Les Huit piliers de la sagesse

S’il aura fallu près de dix ans pour que les musulmans strasbourgeois disposent d’un lieu de prière digne de ce nom, la Grande Mosquée de Strasbourg, dessinée par Paolo Portoghesi, dévoilera bientôt ses charmes intérieurs. Reportage en pleines finitions.

© Stéphane Louis pour Poly

Dans le droit local d’Alsace-Moselle, issu du Concordat, demeurait une part d’ombre. Les cultes catholique, luthérien, réformé et israélite bénéficient d’un financement public. Les musulmans, 10% de la population actuelle, étaient le parent pauvre du système. La mise à disposition par la Ville de Strasbourg d’un terrain de 10 187 m2 par le biais d’un bail emphytéotique et la participation des collectivités locales (la Ville à hauteur de 10%, le Conseil général du Bas-Rhin et le Conseil régional d’Alsace à 8% chacun) au financement de la Grande Mosquée ont comblé le fossé séparant les cultes. Et surtout, permis à tous ces croyants de, prochainement, sortir des caves, hangars et autres préfabriqués dans lesquels ils étaient jusqu’ici confinés. Mais qu’on ne se leurre pas, si « le temps des polémiques électorales est fini, le chemin aura été long et tortueux », constate Saïd Aalla, président de la Grande Mosquée.

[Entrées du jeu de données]
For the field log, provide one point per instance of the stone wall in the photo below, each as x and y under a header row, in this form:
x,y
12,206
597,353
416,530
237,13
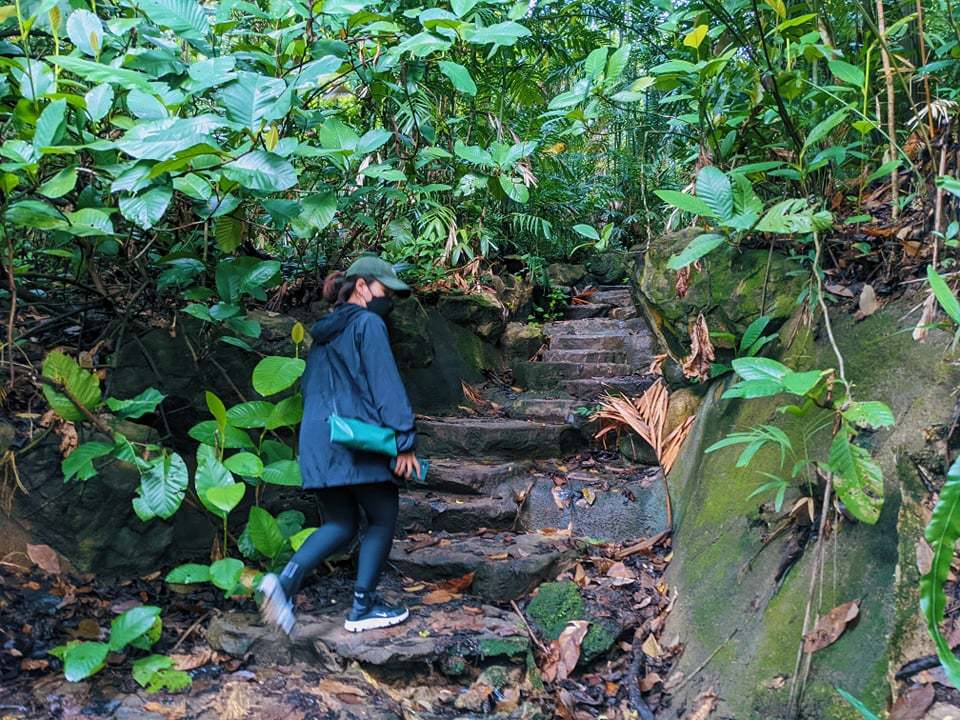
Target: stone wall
x,y
724,576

Consigne 1 = Recopiez à l'identique le passage de l'article sur la Grande Mosquée de Strasbourg compris entre « Les Huit piliers » et « en pleines finitions. », bornes incluses.
Consigne 2 = Rédigez la suite de l'article sur la Grande Mosquée de Strasbourg, en partant de sa dernière phrase.

Réponse 1 =
Les Huit piliers de la sagesse

S’il aura fallu près de dix ans pour que les musulmans strasbourgeois disposent d’un lieu de prière digne de ce nom, la Grande Mosquée de Strasbourg, dessinée par Paolo Portoghesi, dévoilera bientôt ses charmes intérieurs. Reportage en pleines finitions.

Réponse 2 =
La Grande Mosquée de Strasbourg © Stéphane Louis pour Poly

Sous les fourches caudines
En 1999, le conseil municipal de Strasbourg votait une délibération allouant le terrain en vue de la construction de l’édifice. Quelques mois plus tard, l’association portant le projet organisait un grand concours d’architecture dont le but était « d’offrir à la Capitale européenne un bâtiment à sa dimension ». De grands noms comme Jean-Michel Wilmotte ou encore Zaha Hadid proposent des projets. C’est finalement celui imaginé par l’italien Paolo Portoghesi – déjà auteur de la Mosquée de Rome au milieu des années 1970 – qui rallie les suffrages. La première pierre est symboliquement posée en 2004, mais il faut encore attendre deux ans pour que les travaux débutent réellement car l’alternance municipale de 2001 a rebattu toutes les cartes, le tandem Keller-Grossmann étant peu enclin à voir l’édifice sortir de terre.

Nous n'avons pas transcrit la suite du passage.